### Passage to read
________

In an effort to help bring our bylaws up to date, these are proposed changes that will be present during the March monthly meeting and voted upon at the April monthly meeting. If you have any questions, please use the “contact us” tab above!

**These revision are not considered final until presented at the March meeting.

Remove Article VI, Section 1, subsection A, number v and vi (reduce other numbers down as needed):

v. Expenditures of $100.00 or less can be approved by a simple majority of a quorum of elected board members.
vi. Expenditures of greater than $100.00 must:
a. New Business involving expenditures greater than $100.00 should be presented in one regularly scheduled meeting and voted upon during a later regularly scheduled meeting.
b. If an expenditure of greater than $100.00 is of an urgent or time sensitive nature, then a vote can be made to temporarily suspend this rule and vote upon new business in the regularly scheduled meeting in which it wa s introduced.
c. In an emergency, a unanimous vote by email of ALL current board members can allow for such an expenditure. 
d. These rules may be subsided by provisions in subsection G of this section. 

Replace with Article VI, Section 3 (renamed from “Fiscal Year” to “Financial Governance”):

A. The clubs fiscal year shall be January 1st thru December 31st of each calendar year while the organization is still established.
B. Expenditures of $200 or less may be approved by a simple majority of a quorum of elected board members from any account, including open revolving credit lines.
i. Expenditures of greater than $200.00 must:
a. be presented in a regularly scheduled meeting
b. and voted upon during the next regularly scheduled meeting by means of a motion, second, and simple majority approval.
c. A delay in vote can only be made by a current board member.
ii. If an expenditure of greater than $200.00 is of an urgent or time sensitive nature, a motion by a member may be made and a vote taken to temporarily suspend this rule and vote upon new expenditure in the regularly scheduled meeting in which it was introduced.
iii. a unanimous vote of ALL current board members can allow for such an expenditure over $200 if it is in the direct best interest of the club. For example, a domain or license expiring before the next regularly scheduled meeting.
iv. These rules may be subsided by provisions in subsection G of section 1 of this article. 
C. The board shall maintain at least one account with a local bank for general club use. Additional accounts may be used at the boards discretion for various uses as long as usage follows the laid out expenditure rules.
D. Credit
i. The board may obtain credit under the name of the club for any use case with a simple majority vote of the current board, without prior approval of the body.

________

### Excerpted records

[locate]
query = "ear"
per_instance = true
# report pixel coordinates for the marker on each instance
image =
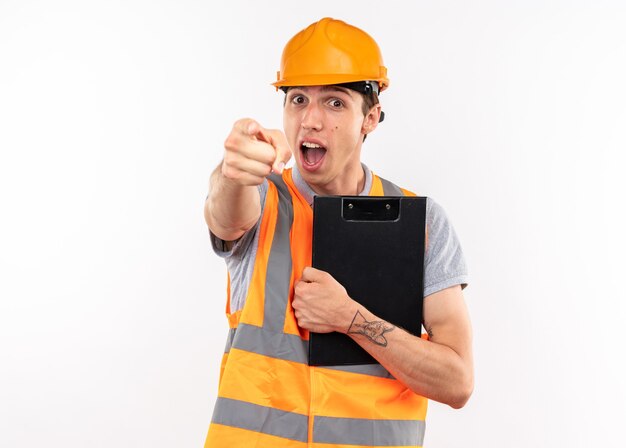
(370, 121)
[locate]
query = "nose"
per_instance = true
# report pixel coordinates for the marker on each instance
(312, 117)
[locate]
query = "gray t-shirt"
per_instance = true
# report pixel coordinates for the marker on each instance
(444, 264)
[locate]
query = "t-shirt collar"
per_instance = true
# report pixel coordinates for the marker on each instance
(307, 192)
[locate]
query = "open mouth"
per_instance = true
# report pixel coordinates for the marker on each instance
(312, 154)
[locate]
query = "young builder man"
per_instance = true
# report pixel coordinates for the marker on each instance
(260, 219)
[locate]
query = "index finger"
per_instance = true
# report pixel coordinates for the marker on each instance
(283, 150)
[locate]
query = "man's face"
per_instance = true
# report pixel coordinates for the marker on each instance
(324, 126)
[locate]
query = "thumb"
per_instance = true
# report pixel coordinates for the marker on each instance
(310, 274)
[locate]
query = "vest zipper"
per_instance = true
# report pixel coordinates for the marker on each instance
(311, 406)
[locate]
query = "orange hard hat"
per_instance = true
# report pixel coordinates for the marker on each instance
(331, 52)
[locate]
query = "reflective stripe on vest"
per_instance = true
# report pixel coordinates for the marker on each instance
(268, 395)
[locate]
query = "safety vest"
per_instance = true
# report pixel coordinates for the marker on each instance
(268, 395)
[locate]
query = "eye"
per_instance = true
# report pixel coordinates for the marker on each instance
(336, 103)
(298, 99)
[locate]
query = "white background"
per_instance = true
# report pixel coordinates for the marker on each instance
(511, 114)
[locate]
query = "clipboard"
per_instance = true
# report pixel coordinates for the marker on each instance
(374, 247)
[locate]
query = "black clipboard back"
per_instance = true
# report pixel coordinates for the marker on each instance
(374, 247)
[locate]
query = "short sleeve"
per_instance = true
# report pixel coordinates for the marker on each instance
(241, 257)
(444, 263)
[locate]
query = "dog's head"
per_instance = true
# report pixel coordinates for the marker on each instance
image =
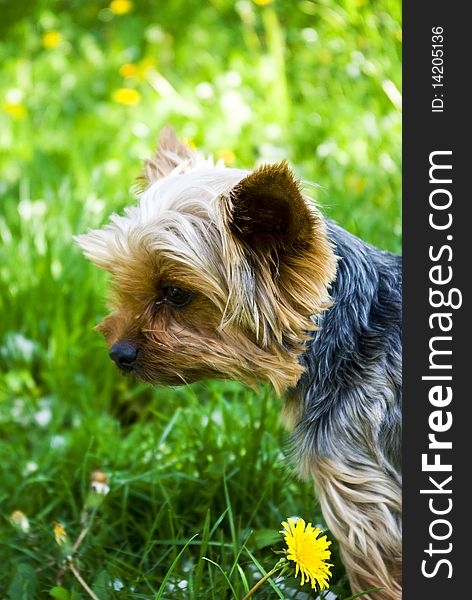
(217, 272)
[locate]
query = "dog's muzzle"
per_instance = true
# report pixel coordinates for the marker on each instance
(124, 354)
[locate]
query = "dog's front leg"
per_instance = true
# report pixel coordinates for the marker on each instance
(362, 507)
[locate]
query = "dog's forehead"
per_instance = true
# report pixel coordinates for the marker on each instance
(191, 192)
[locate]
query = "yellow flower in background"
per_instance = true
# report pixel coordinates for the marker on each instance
(308, 551)
(51, 39)
(15, 109)
(120, 7)
(126, 96)
(227, 156)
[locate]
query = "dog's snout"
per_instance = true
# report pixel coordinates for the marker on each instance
(124, 354)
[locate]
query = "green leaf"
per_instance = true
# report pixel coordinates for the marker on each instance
(59, 592)
(364, 593)
(265, 537)
(24, 583)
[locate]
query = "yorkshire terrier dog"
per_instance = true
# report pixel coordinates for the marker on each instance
(226, 273)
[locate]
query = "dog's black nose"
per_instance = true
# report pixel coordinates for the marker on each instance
(124, 354)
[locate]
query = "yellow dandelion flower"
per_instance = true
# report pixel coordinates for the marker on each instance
(227, 156)
(126, 96)
(51, 39)
(308, 551)
(15, 110)
(120, 7)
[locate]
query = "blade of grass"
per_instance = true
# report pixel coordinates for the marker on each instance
(161, 589)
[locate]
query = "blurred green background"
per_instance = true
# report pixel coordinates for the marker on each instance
(85, 88)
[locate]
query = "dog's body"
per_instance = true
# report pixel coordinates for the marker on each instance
(234, 274)
(348, 433)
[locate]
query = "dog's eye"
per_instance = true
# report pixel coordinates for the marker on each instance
(177, 297)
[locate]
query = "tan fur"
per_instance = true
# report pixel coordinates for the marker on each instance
(254, 252)
(254, 298)
(362, 507)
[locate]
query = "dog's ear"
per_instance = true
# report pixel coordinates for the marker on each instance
(170, 153)
(266, 210)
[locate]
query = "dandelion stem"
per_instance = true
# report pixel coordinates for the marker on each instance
(262, 581)
(82, 582)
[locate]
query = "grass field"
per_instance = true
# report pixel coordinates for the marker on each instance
(199, 481)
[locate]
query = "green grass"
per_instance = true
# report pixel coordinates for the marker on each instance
(198, 475)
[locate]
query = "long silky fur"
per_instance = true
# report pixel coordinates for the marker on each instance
(315, 311)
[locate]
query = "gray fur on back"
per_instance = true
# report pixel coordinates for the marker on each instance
(351, 389)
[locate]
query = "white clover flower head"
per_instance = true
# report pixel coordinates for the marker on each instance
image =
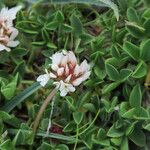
(7, 32)
(66, 72)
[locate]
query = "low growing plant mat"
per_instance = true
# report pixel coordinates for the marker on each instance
(74, 75)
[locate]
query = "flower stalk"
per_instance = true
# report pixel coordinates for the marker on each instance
(42, 109)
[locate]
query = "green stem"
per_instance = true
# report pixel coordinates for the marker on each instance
(41, 111)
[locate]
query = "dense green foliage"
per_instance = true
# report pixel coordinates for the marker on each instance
(111, 110)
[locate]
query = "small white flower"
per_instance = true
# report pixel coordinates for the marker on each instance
(66, 72)
(7, 32)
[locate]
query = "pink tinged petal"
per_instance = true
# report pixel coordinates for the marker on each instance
(56, 58)
(66, 70)
(3, 13)
(3, 47)
(70, 87)
(84, 67)
(57, 84)
(60, 71)
(77, 81)
(86, 75)
(52, 75)
(64, 60)
(63, 90)
(12, 43)
(63, 93)
(68, 78)
(54, 67)
(14, 33)
(72, 58)
(43, 79)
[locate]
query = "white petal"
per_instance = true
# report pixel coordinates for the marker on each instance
(57, 84)
(60, 71)
(54, 67)
(14, 33)
(72, 58)
(64, 60)
(11, 14)
(84, 67)
(77, 81)
(86, 75)
(12, 43)
(63, 90)
(56, 58)
(3, 13)
(66, 70)
(77, 70)
(68, 78)
(70, 87)
(52, 75)
(3, 47)
(43, 79)
(63, 93)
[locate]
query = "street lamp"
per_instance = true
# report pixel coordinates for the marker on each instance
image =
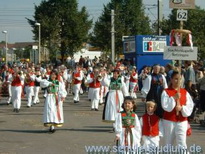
(5, 32)
(39, 42)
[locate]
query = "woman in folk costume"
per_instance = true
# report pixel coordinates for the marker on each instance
(29, 80)
(133, 82)
(53, 108)
(127, 127)
(94, 80)
(117, 91)
(153, 87)
(178, 105)
(77, 80)
(37, 86)
(16, 81)
(152, 128)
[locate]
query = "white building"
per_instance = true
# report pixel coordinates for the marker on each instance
(87, 53)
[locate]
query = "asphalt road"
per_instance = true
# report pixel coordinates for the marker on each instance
(24, 133)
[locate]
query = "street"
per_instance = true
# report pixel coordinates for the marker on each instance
(24, 133)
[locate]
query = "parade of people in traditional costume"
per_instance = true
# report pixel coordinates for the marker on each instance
(127, 127)
(178, 106)
(53, 106)
(152, 128)
(115, 97)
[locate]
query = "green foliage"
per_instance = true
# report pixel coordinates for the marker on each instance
(63, 27)
(130, 19)
(195, 23)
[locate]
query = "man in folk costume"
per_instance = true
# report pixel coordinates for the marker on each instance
(7, 84)
(133, 82)
(117, 91)
(77, 80)
(152, 128)
(178, 105)
(153, 87)
(94, 80)
(53, 108)
(103, 89)
(29, 80)
(37, 86)
(16, 89)
(128, 128)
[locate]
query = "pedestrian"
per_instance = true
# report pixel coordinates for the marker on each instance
(53, 107)
(153, 87)
(115, 96)
(127, 127)
(152, 128)
(133, 82)
(77, 81)
(37, 87)
(94, 80)
(16, 88)
(178, 105)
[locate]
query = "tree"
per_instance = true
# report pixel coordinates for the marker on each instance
(195, 23)
(130, 19)
(63, 27)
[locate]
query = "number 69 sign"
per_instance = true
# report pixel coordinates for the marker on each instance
(182, 15)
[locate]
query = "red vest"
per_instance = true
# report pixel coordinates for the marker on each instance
(150, 125)
(171, 116)
(30, 83)
(132, 79)
(16, 82)
(77, 74)
(95, 83)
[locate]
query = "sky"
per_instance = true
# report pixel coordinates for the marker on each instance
(13, 14)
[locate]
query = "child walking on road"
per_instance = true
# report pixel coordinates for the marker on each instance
(127, 127)
(151, 127)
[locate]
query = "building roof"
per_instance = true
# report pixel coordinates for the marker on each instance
(18, 44)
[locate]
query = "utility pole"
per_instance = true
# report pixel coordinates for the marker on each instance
(159, 4)
(113, 35)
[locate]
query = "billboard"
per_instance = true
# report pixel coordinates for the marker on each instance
(182, 4)
(154, 44)
(129, 45)
(180, 53)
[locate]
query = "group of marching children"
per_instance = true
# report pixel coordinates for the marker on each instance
(168, 107)
(27, 81)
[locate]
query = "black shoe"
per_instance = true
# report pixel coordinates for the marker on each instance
(52, 130)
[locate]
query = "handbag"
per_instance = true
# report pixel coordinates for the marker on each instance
(189, 129)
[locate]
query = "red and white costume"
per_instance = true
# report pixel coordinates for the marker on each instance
(30, 88)
(133, 84)
(175, 126)
(16, 89)
(151, 130)
(77, 80)
(94, 90)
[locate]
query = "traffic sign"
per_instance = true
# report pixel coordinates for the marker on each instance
(182, 15)
(180, 53)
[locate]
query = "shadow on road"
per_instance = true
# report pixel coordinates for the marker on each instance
(25, 131)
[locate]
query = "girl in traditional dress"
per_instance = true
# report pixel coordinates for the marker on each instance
(178, 105)
(128, 128)
(115, 98)
(152, 128)
(53, 108)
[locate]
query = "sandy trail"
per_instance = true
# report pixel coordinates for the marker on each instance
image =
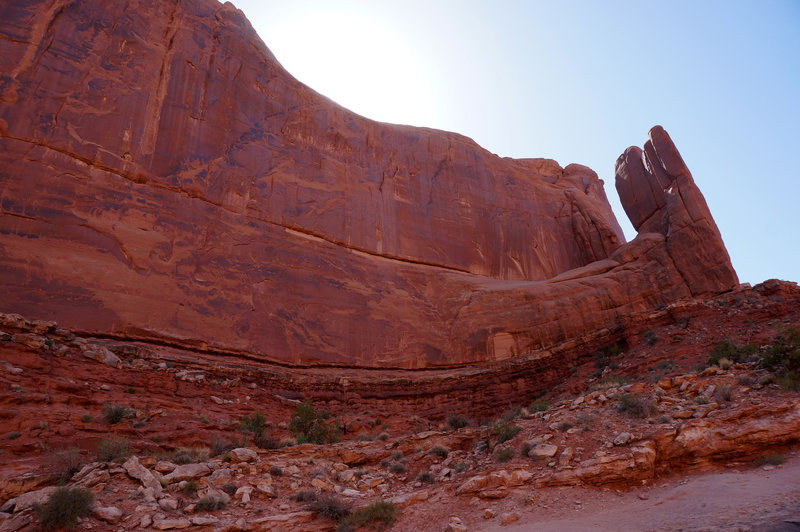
(752, 499)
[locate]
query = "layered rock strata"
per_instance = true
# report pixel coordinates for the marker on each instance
(163, 178)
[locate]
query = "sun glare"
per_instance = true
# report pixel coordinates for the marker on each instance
(357, 61)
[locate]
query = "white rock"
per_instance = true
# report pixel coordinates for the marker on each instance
(242, 454)
(109, 514)
(187, 472)
(543, 450)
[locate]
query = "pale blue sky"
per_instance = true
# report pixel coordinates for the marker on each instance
(579, 81)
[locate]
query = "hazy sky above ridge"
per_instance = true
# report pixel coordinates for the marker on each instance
(579, 81)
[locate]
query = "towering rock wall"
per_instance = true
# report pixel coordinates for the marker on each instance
(162, 177)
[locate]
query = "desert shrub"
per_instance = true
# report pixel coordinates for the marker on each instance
(379, 514)
(732, 352)
(770, 459)
(63, 508)
(457, 422)
(189, 488)
(330, 506)
(111, 449)
(397, 468)
(220, 446)
(763, 380)
(439, 451)
(113, 414)
(634, 405)
(540, 405)
(190, 455)
(266, 442)
(209, 503)
(506, 431)
(504, 454)
(65, 463)
(254, 424)
(426, 476)
(311, 426)
(783, 358)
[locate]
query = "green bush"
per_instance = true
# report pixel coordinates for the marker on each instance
(506, 431)
(63, 508)
(309, 425)
(379, 514)
(457, 422)
(783, 358)
(253, 424)
(330, 506)
(111, 449)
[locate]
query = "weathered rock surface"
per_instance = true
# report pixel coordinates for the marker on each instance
(162, 177)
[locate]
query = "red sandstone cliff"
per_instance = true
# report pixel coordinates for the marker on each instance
(162, 177)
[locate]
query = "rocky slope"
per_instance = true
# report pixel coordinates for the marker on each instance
(162, 177)
(58, 389)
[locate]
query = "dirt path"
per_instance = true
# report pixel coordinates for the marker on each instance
(752, 499)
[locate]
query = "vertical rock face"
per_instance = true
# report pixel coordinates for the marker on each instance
(659, 195)
(163, 177)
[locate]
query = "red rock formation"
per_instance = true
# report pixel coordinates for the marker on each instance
(162, 177)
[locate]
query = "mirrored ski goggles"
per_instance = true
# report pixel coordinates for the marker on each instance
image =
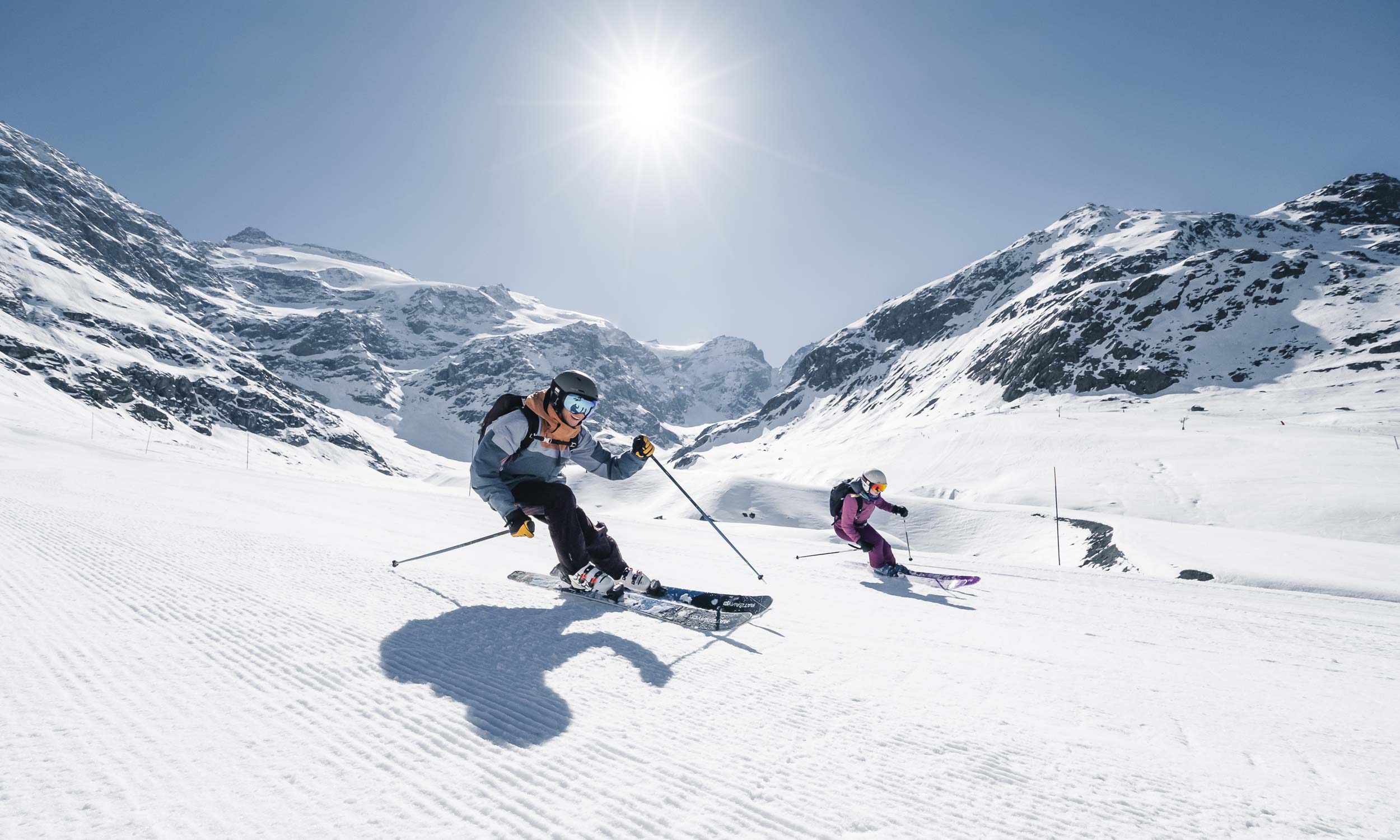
(578, 405)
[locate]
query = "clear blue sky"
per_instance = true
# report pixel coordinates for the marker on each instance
(819, 158)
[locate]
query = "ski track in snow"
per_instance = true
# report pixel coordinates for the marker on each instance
(180, 667)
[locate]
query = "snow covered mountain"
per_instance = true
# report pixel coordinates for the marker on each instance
(110, 304)
(429, 359)
(113, 306)
(1289, 317)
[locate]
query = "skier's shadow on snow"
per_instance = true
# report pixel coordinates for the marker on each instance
(493, 660)
(902, 589)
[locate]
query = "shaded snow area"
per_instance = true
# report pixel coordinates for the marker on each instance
(200, 650)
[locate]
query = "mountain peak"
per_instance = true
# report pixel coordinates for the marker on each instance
(1360, 199)
(253, 236)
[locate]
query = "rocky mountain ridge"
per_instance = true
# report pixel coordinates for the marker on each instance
(1121, 301)
(115, 307)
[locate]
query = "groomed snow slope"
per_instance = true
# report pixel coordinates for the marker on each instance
(197, 650)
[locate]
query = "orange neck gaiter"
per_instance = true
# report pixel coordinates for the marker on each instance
(552, 427)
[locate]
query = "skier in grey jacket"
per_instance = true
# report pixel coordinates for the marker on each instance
(519, 471)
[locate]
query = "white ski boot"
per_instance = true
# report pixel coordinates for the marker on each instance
(637, 581)
(590, 578)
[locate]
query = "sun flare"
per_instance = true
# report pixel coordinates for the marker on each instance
(647, 104)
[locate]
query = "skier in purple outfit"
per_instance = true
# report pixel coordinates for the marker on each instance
(853, 502)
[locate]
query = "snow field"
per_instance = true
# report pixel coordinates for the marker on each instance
(206, 651)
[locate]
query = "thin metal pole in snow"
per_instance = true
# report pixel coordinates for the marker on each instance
(1054, 474)
(396, 563)
(911, 549)
(825, 553)
(706, 517)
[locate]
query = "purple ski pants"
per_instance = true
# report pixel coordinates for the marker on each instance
(881, 555)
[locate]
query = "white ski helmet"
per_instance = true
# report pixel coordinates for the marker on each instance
(872, 482)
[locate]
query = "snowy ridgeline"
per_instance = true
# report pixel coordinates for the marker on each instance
(110, 304)
(197, 648)
(1182, 367)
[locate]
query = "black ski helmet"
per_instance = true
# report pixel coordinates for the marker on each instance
(570, 382)
(576, 382)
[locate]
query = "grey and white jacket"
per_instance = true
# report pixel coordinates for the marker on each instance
(496, 468)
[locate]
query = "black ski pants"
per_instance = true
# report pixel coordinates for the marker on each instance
(576, 538)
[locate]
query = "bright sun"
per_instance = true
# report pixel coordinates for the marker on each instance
(647, 104)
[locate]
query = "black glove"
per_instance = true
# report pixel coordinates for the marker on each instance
(520, 524)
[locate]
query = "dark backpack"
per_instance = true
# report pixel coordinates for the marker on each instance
(513, 402)
(839, 494)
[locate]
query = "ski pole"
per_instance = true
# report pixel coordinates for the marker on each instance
(911, 549)
(395, 564)
(706, 517)
(825, 553)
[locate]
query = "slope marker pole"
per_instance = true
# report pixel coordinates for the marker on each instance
(1054, 474)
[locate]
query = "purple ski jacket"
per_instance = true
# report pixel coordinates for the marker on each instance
(856, 511)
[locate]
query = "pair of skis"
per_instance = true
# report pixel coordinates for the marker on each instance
(699, 609)
(947, 581)
(689, 608)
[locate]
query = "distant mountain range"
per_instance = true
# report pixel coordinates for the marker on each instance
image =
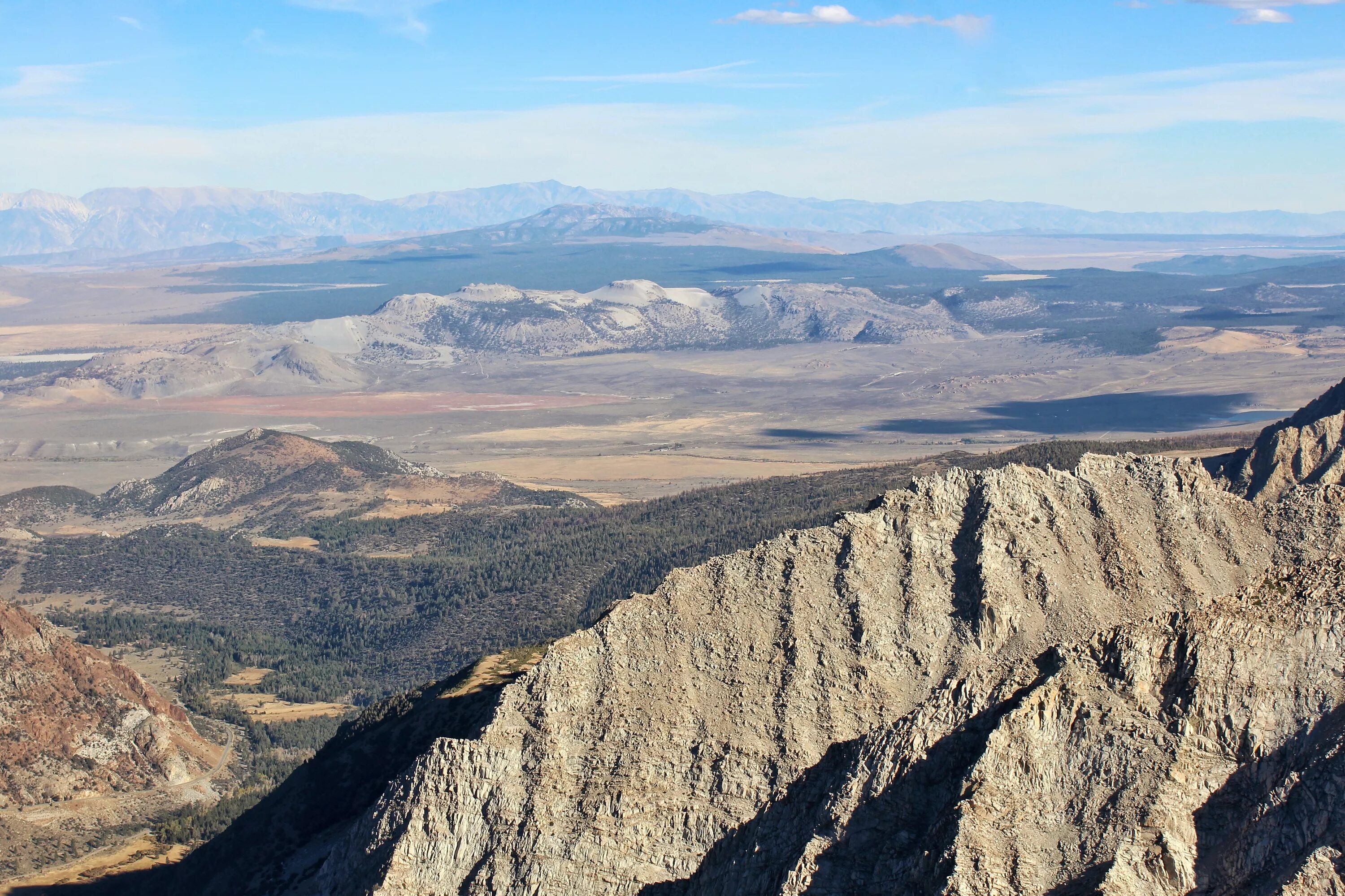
(116, 222)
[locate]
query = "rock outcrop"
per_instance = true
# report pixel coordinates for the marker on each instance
(1126, 679)
(263, 478)
(74, 723)
(1302, 450)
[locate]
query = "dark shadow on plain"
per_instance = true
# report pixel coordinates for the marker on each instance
(809, 435)
(1122, 412)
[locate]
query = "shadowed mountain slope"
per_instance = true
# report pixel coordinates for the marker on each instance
(1103, 680)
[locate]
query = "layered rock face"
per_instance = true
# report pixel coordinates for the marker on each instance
(1126, 679)
(74, 724)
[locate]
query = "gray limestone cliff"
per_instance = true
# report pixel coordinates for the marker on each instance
(1125, 679)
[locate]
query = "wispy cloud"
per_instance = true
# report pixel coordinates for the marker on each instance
(688, 76)
(399, 17)
(39, 82)
(1122, 142)
(729, 74)
(965, 25)
(968, 26)
(1265, 11)
(820, 15)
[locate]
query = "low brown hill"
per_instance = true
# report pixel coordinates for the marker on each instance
(76, 724)
(264, 478)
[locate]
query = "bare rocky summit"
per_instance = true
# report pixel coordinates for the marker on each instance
(1125, 679)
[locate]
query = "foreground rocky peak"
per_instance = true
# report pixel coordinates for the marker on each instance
(74, 723)
(1125, 679)
(1302, 450)
(717, 693)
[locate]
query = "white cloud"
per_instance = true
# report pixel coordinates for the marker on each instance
(1265, 11)
(965, 25)
(400, 17)
(1263, 17)
(711, 74)
(38, 82)
(818, 15)
(1265, 4)
(1119, 143)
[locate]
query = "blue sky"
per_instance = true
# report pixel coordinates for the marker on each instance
(1158, 105)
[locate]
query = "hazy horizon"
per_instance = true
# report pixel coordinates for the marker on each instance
(1212, 105)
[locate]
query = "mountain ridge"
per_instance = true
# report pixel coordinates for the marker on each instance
(1122, 679)
(132, 221)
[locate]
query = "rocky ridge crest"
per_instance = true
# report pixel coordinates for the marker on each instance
(1124, 679)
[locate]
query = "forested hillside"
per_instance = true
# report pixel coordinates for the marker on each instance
(386, 605)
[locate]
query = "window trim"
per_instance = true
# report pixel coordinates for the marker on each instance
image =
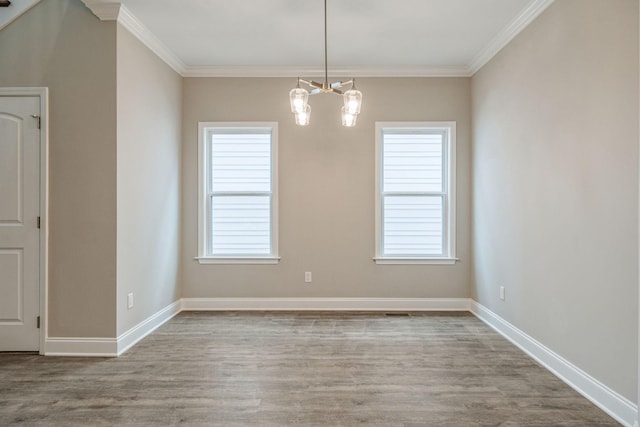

________

### Exercise tasks
a: Based on the proposed bylaw changes, decide whether each statement is correct. For each, answer yes or no and quote the text's deciding words. (i) Under the replacement Article VI, Section 3, the club's fiscal year runs January 1st through December 31st. (ii) Under the replacement Article VI, Section 3, expenditures of $200 or less require a unanimous vote of all board members. (iii) The changes are to be voted upon at the March monthly meeting.
b: In the proposed bylaw changes, list each lettered subsection (A through D) of the replacement Article VI, Section 3, together with its first sentence.
c: Output the part of the proposed bylaw changes between "b. If an expenditure" and "such an expenditure.", inclusive.
The records have no role in this work.

### Response list
a:
(i) Yes: "The clubs fiscal year shall be January 1st thru December 31st of each calendar year"
(ii) No: "Expenditures of $200 or less may be approved by a simple majority of a quorum of elected board members"
(iii) No: "voted upon at the April monthly meeting"

b:
A. The clubs fiscal year shall be January 1st thru December 31st of each calendar year while the organization is still established.
B. Expenditures of $200 or less may be approved by a simple majority of a quorum of elected board members from any account, including open revolving credit lines.
C. The board shall maintain at least one account with a local bank for general club use.
D. Credit

c:
b. If an expenditure of greater than $100.00 is of an urgent or time sensitive nature, then a vote can be made to temporarily suspend this rule and vote upon new business in the regularly scheduled meeting in which it wa s introduced.
c. In an emergency, a unanimous vote by email of ALL current board members can allow for such an expenditure.